** Begin Data in this exercise **

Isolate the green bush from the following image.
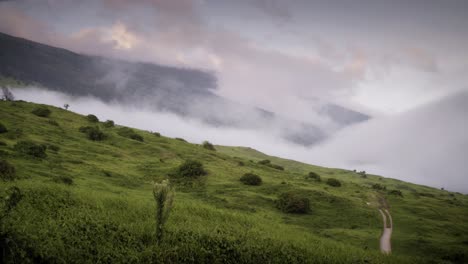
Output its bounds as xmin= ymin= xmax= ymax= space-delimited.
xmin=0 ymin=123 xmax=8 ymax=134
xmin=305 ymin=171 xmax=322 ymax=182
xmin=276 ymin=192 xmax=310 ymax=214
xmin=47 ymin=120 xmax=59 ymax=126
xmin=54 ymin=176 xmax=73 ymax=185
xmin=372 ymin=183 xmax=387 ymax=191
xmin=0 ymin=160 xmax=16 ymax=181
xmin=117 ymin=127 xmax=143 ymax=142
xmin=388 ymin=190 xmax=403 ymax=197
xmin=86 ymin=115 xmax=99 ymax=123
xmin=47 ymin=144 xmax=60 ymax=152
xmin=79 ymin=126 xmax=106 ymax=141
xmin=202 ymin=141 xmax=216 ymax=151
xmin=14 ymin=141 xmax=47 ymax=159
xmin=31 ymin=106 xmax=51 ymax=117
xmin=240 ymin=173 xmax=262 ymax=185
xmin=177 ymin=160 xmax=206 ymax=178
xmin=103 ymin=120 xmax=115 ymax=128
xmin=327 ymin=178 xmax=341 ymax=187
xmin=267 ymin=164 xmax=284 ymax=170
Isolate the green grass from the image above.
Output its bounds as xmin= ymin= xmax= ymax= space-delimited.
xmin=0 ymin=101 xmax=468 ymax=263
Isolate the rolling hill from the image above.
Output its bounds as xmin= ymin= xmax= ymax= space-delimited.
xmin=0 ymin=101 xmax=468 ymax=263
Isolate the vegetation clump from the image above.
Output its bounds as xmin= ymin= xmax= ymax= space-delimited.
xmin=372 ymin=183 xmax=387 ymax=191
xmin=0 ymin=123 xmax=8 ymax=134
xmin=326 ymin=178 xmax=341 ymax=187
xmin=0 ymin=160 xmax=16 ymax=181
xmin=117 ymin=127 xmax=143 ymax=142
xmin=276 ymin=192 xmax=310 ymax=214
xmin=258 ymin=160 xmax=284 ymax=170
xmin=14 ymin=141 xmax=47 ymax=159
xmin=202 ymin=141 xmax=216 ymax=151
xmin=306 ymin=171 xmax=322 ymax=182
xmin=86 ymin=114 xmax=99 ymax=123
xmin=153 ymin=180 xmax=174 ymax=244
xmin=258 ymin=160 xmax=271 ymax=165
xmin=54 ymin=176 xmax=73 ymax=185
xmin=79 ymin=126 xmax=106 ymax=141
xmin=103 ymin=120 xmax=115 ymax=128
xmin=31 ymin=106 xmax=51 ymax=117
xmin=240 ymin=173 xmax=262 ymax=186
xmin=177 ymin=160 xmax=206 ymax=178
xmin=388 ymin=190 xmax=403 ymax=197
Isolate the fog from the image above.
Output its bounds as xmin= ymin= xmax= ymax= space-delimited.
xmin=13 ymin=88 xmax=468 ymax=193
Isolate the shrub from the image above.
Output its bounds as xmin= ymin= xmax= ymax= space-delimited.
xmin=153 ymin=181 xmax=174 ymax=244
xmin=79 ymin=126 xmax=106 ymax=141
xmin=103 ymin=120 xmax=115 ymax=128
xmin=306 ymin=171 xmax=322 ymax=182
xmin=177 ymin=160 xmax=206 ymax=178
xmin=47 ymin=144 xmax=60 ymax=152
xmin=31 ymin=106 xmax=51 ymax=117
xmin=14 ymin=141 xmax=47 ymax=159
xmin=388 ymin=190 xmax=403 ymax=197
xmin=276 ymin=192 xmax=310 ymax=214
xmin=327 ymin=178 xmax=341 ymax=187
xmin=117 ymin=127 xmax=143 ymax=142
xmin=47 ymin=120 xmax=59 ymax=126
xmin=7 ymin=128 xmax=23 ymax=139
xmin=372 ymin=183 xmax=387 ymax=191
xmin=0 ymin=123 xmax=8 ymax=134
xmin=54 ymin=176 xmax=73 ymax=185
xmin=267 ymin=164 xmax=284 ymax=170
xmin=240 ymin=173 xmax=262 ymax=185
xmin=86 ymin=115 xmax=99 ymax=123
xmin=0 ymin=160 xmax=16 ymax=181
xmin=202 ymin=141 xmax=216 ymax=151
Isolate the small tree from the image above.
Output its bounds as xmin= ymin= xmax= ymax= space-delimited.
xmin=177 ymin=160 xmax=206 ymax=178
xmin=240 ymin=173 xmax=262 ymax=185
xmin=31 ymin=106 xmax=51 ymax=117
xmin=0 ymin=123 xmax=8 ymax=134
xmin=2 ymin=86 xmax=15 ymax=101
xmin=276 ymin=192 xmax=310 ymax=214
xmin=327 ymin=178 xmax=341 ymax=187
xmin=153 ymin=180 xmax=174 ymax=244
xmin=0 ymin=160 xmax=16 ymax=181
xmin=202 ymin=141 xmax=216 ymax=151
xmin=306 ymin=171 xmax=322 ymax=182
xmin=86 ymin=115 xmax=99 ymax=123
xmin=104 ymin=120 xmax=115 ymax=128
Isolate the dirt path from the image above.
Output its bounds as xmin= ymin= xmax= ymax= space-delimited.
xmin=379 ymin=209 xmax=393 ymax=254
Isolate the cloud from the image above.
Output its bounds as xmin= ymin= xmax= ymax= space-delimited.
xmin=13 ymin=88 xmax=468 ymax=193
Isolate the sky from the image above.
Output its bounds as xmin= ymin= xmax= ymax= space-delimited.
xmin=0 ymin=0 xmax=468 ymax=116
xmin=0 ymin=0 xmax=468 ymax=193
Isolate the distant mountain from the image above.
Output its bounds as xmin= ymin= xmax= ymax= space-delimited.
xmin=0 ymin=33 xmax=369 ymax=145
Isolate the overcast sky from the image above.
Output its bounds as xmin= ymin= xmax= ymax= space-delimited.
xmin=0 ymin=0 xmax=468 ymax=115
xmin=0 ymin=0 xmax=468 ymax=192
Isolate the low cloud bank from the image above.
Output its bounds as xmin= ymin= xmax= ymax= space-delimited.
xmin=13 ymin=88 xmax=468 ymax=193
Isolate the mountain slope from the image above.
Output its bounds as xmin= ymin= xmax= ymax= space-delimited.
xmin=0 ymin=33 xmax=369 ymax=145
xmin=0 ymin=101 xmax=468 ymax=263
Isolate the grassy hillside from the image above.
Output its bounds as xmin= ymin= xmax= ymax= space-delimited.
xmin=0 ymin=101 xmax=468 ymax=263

** End Data in this exercise **

__What needs to be done__
Count the lines of the material above that contain the word "mountain", and give only the number.

__Solution__
2